DATA FOR REVIEW »
%%

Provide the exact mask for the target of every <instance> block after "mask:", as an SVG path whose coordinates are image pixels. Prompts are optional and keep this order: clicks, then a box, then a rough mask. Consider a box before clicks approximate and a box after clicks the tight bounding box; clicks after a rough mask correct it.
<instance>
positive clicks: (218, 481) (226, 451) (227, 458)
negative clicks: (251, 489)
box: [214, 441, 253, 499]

%%
%%

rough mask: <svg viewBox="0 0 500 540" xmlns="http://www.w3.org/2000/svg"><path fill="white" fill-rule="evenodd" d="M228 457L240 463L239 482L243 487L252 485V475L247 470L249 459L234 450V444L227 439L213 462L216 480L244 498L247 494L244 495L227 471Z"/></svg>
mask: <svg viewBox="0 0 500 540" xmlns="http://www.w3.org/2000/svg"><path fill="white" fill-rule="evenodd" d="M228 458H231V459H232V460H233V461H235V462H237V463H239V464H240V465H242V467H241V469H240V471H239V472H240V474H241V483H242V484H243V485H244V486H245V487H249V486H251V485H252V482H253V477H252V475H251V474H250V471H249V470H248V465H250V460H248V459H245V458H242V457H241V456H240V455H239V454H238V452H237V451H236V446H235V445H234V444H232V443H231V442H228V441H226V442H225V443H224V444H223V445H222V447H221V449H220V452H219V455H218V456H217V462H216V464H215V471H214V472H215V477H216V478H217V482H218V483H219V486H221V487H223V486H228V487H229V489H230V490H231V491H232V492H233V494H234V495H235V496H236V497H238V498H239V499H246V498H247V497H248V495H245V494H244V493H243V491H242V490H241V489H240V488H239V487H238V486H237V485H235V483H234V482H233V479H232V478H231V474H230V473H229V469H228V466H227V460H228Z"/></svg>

%%
%%

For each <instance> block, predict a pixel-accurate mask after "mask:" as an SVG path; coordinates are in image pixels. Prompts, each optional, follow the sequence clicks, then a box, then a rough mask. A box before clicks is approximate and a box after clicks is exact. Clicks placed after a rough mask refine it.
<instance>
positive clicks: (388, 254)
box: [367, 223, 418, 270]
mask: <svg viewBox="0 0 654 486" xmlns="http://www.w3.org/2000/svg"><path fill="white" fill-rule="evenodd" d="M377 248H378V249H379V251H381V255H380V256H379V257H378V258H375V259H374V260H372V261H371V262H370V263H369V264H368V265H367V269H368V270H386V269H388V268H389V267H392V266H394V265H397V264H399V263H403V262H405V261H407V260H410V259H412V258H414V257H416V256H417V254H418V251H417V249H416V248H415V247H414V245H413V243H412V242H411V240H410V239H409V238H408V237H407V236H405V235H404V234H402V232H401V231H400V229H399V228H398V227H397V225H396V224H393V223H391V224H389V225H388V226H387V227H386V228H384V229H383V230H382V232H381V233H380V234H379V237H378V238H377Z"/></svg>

%%

Render the lines above, from the one containing "Provide the exact" through the one containing "box: [214, 441, 253, 499]", as a JSON list of strings with one string per line and any blank lines omitted.

[
  "Provide the exact mask for the target of every <instance> block after \"mask:\", as an SVG path whose coordinates are image pixels. Prompts are optional and keep this order: clicks, then a box, then a rough mask. Consider a box before clicks approximate and a box after clicks the tight bounding box; clicks after a rough mask correct it.",
  "<instance>",
  "positive clicks: (218, 481) (226, 451) (227, 458)",
  "negative clicks: (251, 489)",
  "box: [214, 441, 253, 499]"
]